• Your objective:
Copy out every line of the records from the one containing "Return the outline of every instance of the tall" down to the one containing "212 104 L 213", and nothing more.
-- Start Supplied material --
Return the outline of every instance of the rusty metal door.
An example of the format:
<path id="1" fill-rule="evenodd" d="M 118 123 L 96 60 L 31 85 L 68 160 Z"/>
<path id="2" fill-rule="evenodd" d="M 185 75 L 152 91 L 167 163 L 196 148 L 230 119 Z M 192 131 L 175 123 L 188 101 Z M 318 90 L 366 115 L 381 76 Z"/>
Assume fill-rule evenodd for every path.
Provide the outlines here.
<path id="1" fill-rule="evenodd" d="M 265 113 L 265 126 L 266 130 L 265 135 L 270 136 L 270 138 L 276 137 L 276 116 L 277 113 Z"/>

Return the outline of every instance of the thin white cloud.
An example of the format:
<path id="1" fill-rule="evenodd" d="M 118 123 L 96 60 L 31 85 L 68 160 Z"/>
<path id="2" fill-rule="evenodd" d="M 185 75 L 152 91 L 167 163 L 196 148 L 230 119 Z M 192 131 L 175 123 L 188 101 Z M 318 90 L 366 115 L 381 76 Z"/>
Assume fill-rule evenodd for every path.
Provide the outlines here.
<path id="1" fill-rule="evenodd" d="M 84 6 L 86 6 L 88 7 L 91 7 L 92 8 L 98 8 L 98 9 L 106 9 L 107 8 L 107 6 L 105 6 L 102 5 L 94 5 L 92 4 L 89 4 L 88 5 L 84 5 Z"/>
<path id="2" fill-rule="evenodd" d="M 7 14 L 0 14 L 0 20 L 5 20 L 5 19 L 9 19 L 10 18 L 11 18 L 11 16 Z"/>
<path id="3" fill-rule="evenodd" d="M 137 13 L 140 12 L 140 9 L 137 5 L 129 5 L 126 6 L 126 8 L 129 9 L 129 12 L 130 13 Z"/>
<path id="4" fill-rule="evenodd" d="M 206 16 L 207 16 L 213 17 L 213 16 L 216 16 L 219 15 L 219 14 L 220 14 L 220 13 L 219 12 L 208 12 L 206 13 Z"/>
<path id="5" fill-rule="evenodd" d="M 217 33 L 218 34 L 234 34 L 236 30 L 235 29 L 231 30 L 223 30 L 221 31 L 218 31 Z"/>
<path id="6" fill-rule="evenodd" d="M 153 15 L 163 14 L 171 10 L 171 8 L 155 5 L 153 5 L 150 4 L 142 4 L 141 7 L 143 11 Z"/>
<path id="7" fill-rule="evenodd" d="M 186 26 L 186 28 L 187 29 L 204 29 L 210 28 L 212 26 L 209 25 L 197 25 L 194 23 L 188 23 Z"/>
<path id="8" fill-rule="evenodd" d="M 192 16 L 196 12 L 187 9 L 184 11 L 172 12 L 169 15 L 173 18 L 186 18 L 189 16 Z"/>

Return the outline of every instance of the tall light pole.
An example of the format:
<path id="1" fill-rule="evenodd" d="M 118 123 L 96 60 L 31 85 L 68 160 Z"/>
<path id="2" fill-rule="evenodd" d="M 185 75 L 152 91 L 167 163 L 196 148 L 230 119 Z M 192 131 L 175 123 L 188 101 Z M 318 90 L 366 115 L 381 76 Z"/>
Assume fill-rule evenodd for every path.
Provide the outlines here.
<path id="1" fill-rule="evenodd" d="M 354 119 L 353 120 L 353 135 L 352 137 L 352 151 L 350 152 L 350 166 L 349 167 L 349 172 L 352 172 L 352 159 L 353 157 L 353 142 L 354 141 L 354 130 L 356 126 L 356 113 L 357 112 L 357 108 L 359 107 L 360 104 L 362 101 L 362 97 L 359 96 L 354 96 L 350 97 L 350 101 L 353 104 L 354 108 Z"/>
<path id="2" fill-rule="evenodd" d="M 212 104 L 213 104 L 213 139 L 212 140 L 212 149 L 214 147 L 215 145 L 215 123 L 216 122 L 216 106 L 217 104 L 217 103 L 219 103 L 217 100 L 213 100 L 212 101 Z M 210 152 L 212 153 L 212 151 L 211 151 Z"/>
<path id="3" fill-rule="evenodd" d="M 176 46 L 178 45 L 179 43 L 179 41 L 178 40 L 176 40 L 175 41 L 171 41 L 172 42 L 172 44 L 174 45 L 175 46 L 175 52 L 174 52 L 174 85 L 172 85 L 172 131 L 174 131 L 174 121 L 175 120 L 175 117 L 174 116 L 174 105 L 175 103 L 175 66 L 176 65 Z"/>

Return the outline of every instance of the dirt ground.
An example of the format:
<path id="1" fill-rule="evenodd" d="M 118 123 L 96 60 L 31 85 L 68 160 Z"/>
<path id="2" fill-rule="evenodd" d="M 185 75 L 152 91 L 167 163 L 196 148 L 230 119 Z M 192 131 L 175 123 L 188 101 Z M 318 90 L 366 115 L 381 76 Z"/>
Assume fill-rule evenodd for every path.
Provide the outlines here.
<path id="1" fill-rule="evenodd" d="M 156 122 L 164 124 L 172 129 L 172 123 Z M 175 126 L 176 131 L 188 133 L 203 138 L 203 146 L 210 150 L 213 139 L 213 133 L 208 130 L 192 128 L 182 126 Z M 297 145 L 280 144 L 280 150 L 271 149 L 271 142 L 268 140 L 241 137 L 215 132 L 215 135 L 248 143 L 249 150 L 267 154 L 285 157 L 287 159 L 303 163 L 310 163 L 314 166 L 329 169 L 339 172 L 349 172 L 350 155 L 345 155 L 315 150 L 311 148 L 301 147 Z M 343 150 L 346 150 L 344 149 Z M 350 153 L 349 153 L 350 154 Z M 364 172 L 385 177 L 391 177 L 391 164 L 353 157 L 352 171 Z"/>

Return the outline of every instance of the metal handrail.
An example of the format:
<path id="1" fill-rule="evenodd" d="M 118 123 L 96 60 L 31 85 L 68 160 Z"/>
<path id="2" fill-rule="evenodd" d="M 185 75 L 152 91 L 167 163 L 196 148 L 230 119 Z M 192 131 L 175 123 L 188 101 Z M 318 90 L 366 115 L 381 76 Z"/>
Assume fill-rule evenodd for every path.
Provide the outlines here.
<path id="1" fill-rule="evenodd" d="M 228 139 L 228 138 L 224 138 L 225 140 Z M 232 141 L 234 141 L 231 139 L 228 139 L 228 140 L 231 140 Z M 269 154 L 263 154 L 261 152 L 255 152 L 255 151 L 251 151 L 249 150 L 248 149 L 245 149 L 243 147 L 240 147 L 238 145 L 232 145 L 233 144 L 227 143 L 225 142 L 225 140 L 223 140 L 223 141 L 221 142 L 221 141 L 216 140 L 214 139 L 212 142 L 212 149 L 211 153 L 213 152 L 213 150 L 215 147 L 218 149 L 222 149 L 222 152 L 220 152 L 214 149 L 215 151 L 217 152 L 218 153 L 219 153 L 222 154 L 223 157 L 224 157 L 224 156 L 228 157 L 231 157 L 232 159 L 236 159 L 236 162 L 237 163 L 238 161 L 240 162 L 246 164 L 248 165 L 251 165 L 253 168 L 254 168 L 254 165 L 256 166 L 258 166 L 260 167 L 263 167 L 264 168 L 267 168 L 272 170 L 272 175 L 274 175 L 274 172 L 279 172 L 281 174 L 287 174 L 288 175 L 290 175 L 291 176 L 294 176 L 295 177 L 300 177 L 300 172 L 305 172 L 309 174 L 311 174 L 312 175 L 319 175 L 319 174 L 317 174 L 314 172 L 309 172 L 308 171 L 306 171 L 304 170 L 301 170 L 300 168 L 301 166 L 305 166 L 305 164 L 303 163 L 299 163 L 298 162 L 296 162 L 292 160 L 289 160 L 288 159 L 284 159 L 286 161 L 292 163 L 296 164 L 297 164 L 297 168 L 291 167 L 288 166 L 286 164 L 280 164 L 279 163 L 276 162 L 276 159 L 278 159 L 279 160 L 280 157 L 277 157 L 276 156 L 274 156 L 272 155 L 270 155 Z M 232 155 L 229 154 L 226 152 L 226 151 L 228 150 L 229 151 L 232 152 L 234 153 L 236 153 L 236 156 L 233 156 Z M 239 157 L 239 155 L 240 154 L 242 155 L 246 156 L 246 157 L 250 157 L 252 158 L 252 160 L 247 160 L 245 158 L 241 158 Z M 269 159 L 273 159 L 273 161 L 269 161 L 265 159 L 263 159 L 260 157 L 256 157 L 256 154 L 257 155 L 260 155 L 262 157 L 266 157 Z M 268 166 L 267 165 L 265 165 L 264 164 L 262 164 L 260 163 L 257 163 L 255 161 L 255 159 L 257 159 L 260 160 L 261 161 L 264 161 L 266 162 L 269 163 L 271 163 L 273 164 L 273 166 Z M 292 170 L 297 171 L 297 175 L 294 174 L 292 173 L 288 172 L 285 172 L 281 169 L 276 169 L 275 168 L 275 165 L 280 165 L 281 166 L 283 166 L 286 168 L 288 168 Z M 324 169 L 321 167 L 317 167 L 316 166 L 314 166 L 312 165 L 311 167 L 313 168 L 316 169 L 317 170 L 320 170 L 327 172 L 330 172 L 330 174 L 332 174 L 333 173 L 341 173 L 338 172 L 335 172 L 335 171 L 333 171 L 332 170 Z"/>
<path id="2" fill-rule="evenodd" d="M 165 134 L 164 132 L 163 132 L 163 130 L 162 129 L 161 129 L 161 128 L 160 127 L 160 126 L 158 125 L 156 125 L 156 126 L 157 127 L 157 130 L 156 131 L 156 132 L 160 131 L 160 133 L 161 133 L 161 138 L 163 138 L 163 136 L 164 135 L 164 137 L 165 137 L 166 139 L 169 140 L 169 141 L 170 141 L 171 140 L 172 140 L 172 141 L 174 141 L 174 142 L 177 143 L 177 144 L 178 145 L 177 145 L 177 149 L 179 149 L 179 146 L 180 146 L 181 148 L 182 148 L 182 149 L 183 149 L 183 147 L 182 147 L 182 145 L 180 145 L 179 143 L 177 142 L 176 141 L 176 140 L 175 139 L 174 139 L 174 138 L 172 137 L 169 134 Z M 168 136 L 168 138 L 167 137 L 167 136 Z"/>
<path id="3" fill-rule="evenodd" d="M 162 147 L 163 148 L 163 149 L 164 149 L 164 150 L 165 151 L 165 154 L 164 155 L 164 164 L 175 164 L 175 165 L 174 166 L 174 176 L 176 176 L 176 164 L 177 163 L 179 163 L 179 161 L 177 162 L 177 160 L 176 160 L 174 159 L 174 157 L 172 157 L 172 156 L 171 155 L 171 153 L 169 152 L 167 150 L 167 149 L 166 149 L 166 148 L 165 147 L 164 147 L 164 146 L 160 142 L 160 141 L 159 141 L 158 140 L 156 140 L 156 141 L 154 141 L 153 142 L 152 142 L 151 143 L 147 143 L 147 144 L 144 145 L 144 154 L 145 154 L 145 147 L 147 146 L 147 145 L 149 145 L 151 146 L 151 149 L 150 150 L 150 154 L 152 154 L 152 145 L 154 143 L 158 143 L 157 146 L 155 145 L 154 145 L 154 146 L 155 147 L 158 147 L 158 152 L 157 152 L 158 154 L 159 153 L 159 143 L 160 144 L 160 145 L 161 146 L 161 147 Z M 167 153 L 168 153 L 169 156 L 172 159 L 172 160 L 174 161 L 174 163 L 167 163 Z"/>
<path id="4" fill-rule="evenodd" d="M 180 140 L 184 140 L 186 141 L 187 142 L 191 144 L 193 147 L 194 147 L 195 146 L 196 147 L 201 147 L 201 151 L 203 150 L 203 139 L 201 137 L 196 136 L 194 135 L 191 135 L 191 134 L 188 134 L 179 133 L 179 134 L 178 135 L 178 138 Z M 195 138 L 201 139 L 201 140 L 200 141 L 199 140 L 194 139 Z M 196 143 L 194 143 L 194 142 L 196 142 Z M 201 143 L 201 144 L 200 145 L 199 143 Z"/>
-- End Supplied material --
• Written solution:
Return the outline of every instance of the tall light pole.
An example of the format:
<path id="1" fill-rule="evenodd" d="M 118 123 L 96 60 L 31 85 L 68 160 Z"/>
<path id="2" fill-rule="evenodd" d="M 185 75 L 152 91 L 167 163 L 196 148 L 230 119 Z M 192 131 L 175 123 L 188 101 Z M 318 90 L 366 115 L 381 76 Z"/>
Assume fill-rule evenodd for every path.
Provide the outlines here.
<path id="1" fill-rule="evenodd" d="M 354 119 L 353 120 L 353 135 L 352 137 L 352 151 L 350 152 L 350 166 L 349 167 L 349 172 L 352 172 L 352 159 L 353 157 L 353 142 L 354 141 L 354 130 L 356 126 L 356 113 L 357 112 L 357 108 L 359 107 L 360 104 L 362 101 L 362 97 L 359 96 L 354 96 L 350 97 L 350 101 L 353 104 L 354 108 Z"/>
<path id="2" fill-rule="evenodd" d="M 212 104 L 213 104 L 213 139 L 212 140 L 212 149 L 214 147 L 215 145 L 215 123 L 216 122 L 216 106 L 217 104 L 217 103 L 219 103 L 217 100 L 213 100 L 212 101 Z M 210 152 L 212 153 L 212 151 L 211 151 Z"/>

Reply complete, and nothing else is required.